-- START --

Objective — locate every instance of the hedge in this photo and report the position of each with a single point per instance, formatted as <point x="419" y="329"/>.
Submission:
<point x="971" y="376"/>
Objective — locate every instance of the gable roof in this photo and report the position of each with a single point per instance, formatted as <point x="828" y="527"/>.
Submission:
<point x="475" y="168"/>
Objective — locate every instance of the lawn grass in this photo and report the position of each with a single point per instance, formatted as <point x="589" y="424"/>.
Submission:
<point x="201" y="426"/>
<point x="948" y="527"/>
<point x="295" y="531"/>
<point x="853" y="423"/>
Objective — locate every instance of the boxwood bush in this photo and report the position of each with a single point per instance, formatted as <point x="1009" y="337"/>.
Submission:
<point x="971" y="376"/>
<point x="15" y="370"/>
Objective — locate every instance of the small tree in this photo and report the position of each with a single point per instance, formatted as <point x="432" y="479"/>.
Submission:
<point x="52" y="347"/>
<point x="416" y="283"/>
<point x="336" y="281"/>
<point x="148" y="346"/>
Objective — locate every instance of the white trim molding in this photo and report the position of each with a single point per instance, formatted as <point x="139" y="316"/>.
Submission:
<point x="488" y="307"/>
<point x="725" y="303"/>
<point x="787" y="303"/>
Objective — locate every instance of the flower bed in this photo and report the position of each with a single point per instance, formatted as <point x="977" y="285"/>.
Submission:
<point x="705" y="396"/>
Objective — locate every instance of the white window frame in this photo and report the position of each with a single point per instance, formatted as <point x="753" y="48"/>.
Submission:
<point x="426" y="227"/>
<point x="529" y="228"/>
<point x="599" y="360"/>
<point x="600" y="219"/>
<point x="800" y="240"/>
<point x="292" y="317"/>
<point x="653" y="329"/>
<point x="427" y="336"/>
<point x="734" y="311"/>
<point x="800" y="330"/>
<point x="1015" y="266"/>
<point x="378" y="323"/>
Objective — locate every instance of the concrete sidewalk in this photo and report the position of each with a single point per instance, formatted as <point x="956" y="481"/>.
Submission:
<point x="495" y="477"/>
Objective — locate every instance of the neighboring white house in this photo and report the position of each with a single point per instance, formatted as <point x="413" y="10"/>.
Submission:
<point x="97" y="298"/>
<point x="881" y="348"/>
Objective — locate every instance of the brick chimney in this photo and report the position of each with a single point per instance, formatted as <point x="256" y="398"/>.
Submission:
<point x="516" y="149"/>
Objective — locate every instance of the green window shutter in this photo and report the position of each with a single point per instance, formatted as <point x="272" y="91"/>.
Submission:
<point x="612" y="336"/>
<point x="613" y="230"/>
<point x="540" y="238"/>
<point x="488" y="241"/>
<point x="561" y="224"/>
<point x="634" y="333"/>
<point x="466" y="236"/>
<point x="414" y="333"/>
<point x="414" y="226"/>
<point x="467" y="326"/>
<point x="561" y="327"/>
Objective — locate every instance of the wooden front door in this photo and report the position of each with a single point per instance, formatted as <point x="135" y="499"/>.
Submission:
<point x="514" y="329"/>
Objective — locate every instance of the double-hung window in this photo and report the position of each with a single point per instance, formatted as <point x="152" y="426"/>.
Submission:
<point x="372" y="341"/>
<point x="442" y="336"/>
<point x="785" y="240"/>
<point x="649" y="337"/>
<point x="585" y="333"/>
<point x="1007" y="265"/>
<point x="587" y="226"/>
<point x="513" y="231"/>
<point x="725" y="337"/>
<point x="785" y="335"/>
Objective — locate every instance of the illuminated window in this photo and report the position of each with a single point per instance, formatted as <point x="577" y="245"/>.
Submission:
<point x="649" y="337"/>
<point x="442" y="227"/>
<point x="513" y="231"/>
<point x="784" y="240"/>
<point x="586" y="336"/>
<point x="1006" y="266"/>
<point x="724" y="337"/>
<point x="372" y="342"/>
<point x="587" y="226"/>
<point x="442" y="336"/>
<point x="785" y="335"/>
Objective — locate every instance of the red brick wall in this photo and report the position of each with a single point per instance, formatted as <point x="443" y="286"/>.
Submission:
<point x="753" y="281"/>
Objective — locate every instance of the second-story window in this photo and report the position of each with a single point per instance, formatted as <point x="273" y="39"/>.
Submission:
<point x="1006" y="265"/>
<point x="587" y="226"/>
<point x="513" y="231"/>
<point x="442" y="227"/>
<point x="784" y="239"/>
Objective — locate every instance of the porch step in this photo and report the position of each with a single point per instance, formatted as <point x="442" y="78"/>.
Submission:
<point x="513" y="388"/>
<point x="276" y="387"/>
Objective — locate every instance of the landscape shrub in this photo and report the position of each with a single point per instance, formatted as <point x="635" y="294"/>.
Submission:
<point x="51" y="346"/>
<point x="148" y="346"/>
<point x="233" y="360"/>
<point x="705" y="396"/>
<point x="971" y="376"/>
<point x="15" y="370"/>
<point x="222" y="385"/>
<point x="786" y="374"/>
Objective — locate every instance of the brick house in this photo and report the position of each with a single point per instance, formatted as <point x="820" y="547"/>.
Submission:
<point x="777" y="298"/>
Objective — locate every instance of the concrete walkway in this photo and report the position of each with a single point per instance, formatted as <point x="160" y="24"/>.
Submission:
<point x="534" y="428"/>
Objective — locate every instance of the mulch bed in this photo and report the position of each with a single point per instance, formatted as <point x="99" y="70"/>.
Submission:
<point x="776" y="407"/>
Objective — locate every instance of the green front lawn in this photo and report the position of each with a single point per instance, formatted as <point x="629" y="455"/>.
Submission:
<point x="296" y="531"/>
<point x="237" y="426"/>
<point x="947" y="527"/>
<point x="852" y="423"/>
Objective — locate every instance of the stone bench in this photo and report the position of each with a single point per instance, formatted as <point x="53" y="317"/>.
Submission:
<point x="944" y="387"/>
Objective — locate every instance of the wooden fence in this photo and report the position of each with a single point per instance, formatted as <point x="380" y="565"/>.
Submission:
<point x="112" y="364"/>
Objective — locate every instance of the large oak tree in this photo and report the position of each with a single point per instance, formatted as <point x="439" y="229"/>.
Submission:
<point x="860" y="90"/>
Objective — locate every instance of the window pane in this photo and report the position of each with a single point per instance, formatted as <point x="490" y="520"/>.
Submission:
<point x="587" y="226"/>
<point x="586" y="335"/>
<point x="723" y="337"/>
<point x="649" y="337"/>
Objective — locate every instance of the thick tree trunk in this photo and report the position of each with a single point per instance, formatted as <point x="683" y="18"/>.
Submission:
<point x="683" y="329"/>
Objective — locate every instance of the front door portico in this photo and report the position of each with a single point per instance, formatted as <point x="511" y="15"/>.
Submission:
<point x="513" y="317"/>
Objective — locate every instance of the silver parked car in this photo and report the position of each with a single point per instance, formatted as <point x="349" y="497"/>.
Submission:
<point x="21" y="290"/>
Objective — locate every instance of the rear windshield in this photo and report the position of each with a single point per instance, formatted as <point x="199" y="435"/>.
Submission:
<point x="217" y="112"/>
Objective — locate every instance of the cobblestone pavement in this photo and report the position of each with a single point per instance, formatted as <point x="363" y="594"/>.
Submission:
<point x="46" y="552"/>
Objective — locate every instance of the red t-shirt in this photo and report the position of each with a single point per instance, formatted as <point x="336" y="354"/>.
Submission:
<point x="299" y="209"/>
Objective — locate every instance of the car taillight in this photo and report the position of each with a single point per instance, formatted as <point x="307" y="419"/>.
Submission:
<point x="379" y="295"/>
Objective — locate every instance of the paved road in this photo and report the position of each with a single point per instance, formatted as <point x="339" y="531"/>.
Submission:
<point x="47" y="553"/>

-- END --

- **YOUR OBJECTIVE**
Reproduce the material word for word, starting at the line that contains "Objective — locate every instance of the paved" and stopping after the last line of the material.

- **FULL OUTPUT**
Objective — locate every instance of the paved road in this photo and report the position of each with a single point per instance, formatted as <point x="339" y="531"/>.
Submission:
<point x="47" y="553"/>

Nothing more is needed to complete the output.